*** Input records ***
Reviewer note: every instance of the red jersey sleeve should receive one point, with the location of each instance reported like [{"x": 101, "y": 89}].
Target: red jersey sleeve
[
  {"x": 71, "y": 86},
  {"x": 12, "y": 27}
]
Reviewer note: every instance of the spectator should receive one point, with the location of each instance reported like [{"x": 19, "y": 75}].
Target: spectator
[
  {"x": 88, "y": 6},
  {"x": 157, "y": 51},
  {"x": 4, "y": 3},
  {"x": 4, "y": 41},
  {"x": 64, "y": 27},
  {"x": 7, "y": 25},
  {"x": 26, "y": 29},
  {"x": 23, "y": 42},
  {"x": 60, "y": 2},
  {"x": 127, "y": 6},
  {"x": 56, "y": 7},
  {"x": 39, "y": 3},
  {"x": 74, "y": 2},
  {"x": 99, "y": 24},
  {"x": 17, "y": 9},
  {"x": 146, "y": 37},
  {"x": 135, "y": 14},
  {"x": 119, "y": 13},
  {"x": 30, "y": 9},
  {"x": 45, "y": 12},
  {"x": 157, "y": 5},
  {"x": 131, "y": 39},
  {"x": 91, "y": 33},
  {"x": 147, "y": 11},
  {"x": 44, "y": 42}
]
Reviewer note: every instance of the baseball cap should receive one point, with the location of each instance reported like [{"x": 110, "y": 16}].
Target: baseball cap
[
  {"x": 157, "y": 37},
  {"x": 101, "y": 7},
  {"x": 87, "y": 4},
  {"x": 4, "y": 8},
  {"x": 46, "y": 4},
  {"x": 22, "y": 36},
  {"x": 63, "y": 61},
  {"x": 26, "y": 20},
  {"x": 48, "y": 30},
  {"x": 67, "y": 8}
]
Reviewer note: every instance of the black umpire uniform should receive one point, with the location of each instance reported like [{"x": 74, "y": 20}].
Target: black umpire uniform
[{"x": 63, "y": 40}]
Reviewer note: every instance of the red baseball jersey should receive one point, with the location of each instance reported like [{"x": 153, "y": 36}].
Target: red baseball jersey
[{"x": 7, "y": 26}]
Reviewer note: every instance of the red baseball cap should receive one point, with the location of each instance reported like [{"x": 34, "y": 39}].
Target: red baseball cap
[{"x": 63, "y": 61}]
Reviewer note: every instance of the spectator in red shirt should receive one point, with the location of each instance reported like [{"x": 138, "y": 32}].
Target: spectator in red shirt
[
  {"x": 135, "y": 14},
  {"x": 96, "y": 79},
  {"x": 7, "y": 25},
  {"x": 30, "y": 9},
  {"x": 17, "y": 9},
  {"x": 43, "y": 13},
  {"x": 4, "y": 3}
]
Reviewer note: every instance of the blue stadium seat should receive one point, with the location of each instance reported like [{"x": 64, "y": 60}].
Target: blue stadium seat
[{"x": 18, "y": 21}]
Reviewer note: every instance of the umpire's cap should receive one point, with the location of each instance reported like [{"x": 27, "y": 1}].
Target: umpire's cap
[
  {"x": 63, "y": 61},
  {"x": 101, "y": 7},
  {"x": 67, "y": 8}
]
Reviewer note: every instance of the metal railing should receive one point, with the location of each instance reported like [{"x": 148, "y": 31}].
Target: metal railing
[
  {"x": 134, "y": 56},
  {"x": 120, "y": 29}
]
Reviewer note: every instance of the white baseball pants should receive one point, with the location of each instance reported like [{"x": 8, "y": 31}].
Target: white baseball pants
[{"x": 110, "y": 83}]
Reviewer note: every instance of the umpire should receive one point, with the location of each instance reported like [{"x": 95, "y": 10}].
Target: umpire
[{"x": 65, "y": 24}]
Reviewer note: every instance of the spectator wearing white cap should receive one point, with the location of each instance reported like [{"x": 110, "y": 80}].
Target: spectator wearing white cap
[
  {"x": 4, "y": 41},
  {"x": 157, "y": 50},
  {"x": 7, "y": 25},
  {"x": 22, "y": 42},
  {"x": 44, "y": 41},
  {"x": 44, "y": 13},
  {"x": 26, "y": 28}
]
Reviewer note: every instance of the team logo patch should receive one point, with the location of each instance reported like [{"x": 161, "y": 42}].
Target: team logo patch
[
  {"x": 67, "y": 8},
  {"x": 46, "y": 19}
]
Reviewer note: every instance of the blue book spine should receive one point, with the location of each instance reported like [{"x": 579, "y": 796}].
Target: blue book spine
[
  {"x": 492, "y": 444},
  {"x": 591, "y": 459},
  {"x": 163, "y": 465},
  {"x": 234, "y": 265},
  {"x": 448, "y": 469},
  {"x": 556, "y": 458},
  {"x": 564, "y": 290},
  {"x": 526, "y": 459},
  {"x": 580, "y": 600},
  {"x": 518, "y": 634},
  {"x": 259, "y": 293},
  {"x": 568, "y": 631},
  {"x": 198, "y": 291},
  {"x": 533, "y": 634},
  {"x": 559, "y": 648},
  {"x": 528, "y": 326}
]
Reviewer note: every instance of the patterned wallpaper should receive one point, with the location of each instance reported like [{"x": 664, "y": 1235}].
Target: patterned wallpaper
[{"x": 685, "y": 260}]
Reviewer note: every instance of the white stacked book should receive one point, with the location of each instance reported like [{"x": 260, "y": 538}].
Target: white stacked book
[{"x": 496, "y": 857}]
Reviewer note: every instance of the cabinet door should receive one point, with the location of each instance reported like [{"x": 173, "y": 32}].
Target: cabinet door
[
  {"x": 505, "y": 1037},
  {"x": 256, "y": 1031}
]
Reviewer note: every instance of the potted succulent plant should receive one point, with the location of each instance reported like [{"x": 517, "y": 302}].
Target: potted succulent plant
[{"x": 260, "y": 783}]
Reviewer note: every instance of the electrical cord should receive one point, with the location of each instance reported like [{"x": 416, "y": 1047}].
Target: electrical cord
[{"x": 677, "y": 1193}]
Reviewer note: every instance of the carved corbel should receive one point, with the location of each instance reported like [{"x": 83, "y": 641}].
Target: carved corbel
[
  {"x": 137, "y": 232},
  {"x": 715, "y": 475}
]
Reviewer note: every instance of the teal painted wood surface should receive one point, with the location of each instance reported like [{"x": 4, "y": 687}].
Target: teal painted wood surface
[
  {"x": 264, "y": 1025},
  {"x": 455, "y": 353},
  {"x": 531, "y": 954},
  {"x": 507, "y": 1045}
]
***
*** Input records ***
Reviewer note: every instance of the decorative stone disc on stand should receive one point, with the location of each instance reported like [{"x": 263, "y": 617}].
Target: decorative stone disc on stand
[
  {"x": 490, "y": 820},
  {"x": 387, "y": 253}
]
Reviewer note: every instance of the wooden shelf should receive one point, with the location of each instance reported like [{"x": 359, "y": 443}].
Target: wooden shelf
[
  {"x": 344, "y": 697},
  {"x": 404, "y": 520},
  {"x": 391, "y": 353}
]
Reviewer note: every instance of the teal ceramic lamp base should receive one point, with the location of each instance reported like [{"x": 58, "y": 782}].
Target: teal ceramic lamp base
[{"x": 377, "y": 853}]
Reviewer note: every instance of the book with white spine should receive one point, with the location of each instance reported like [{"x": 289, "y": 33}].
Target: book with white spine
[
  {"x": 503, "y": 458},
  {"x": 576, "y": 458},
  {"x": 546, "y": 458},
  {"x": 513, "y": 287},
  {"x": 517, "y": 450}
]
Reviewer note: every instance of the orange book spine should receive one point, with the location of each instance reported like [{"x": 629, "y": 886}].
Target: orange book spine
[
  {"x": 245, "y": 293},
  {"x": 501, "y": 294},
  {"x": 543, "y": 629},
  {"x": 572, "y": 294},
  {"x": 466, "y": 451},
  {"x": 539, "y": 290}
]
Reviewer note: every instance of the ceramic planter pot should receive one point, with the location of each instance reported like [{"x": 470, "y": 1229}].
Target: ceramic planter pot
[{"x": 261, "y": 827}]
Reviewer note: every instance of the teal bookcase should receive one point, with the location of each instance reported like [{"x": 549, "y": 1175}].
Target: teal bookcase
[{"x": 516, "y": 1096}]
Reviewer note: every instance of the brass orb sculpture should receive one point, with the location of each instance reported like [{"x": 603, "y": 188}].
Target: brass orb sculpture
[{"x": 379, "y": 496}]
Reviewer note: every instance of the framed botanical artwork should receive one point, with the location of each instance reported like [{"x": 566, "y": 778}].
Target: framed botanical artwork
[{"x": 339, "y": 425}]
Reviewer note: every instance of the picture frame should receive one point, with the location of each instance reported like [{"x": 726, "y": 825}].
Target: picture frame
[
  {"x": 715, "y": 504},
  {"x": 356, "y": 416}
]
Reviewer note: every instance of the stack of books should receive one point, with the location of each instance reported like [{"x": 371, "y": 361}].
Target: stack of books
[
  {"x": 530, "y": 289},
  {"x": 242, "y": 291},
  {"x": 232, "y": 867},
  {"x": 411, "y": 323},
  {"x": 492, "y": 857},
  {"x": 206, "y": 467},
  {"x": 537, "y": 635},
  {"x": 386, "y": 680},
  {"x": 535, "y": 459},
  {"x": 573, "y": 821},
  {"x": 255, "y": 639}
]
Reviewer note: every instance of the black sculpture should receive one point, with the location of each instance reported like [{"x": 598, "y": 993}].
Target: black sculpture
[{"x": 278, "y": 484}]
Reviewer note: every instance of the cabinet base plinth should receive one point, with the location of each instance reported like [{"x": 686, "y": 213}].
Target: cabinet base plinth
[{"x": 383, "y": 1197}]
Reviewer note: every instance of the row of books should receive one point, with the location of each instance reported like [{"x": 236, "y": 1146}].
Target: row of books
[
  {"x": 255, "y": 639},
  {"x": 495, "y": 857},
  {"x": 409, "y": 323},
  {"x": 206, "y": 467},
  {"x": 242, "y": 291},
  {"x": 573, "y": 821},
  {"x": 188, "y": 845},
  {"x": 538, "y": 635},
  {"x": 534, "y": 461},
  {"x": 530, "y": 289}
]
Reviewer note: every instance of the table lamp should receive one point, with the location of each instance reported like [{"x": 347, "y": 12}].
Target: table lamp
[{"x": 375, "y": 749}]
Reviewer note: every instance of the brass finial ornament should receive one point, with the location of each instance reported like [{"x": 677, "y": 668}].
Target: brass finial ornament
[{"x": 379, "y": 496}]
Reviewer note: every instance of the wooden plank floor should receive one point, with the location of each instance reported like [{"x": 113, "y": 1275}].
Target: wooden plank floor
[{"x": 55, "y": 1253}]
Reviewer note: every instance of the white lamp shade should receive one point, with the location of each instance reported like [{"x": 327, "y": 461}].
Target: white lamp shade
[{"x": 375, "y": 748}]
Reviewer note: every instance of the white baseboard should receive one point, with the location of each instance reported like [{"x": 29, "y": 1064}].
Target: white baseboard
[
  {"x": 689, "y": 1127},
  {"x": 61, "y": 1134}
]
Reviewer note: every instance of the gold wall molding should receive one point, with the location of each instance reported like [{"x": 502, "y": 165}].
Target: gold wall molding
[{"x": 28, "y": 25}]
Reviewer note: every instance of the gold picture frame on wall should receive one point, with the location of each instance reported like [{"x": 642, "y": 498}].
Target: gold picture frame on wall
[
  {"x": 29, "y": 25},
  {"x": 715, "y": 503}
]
***
*Work to complete:* State how many lines of the data above contain the word "teal". Give only the number.

*Finished answer:* 6